* **Stated problem**
Extract all of the entries and set them down verbatim.

* **Provided data**
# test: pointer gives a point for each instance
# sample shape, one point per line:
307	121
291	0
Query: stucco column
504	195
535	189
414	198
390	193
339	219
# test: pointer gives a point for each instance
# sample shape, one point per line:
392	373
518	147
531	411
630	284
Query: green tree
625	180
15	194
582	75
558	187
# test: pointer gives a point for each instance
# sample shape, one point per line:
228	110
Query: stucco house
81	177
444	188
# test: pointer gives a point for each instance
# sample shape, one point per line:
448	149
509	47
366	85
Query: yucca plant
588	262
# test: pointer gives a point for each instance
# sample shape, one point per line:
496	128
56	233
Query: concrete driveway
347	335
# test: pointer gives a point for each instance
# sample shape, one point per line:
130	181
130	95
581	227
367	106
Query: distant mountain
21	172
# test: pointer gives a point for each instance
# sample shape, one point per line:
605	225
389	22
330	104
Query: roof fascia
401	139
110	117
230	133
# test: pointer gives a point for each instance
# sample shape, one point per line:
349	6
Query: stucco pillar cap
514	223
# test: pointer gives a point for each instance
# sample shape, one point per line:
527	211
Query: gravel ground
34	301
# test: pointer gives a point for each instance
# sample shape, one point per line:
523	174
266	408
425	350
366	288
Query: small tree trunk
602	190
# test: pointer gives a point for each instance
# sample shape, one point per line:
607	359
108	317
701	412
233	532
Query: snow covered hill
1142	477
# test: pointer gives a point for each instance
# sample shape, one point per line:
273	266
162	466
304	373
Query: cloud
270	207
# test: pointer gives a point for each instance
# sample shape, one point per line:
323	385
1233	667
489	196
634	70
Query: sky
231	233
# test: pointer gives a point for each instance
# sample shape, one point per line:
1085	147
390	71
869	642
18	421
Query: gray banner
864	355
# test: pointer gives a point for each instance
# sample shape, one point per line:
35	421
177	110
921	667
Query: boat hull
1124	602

* **Complete output**
# test: pointer gives a point for each instance
# sample shape, one point per line:
307	121
291	0
Query: stucco column
504	195
535	189
414	198
390	193
339	219
# test: pointer gives a point for each instance
# sample shape, one point per line:
392	373
518	147
531	411
630	284
Query: green tree
625	180
15	194
582	75
558	187
# test: pointer gives a point for each instance
# sample shape, one point per line:
228	110
Query: stucco house
81	177
444	188
# test: pointer gives a point for each instance
# sample shape, one point per line:
448	149
509	47
366	85
Query: yucca plant
588	262
# test: pointer gives a point for each instance
# sample shape, one point per line:
496	128
56	233
Query: concrete driveway
347	335
# test: pointer gives a point for each instance
# sample shape, one point per line:
130	181
130	95
581	227
367	106
Query: distant mountain
21	172
# test: pointer gives a point for each instance
# sample shape, one point per line:
605	225
389	22
330	104
Query: roof fascia
401	139
110	117
230	133
# test: pointer gives a point for each instance
# sample shape, one point per line:
349	6
Query: stucco pillar cap
514	223
# test: pointer gives a point for each instance
# sample shape, one point per line:
527	211
Query: gravel ground
34	301
# test: pointer gives a point for each instance
# sample shape, one point per line:
523	174
266	408
425	350
366	288
Query: small tree trunk
602	190
# test: pointer gives a point for each instance
# sample shape, one point per line:
607	359
108	317
701	412
233	532
Query: snow covered hill
1142	477
# test: pointer gives a point for each instance
# sample shape, one point per line:
273	266
162	466
304	373
Query: cloud
270	207
# test: pointer gives a point for each instance
# sample shape, one point per line:
323	385
1233	667
489	196
634	70
Query: sky
231	233
# test: pointer gives a point for each instance
# sample shape, one point per line:
1085	147
390	71
869	642
18	421
Query: gray banner
864	355
# test: pointer gives a point for each instance
# sample shape, one point per line:
35	421
177	110
921	667
Query: boat hull
1124	602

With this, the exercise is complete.